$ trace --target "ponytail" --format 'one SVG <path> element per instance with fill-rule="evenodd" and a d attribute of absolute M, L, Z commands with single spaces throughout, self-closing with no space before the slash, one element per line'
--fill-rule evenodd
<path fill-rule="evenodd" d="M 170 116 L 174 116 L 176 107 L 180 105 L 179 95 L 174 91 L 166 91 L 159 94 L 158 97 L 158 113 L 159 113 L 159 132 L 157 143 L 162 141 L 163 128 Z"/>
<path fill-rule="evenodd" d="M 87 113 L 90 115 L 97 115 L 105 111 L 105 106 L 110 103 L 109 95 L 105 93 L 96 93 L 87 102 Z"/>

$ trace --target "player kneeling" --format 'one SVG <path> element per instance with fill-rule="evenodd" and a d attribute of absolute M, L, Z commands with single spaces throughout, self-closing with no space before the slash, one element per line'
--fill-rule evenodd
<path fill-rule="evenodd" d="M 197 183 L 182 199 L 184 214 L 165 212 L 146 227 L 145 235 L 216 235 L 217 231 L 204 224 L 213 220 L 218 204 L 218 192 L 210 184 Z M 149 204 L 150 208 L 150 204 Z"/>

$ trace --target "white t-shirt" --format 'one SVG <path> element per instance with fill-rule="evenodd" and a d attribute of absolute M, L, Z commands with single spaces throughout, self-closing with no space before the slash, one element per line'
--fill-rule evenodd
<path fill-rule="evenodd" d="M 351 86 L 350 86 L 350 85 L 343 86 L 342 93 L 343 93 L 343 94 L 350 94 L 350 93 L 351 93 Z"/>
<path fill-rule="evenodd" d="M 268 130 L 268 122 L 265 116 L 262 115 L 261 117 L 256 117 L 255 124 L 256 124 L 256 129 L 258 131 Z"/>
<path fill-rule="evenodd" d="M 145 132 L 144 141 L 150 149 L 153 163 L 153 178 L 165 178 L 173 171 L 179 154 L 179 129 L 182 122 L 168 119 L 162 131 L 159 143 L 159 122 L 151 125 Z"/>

_ _ _

**Tu objetivo:**
Devuelve cada línea de los datos anteriores que contenga la cadena "shirt". Ten en cuenta que se distinguen mayúsculas y minúsculas.

**Respuesta:**
$ trace --target "white t-shirt" --format 'one SVG <path> element per instance with fill-rule="evenodd" and a d attribute of absolute M, L, Z commands with single spaces throughout, self-closing with no space before the slash, one element per line'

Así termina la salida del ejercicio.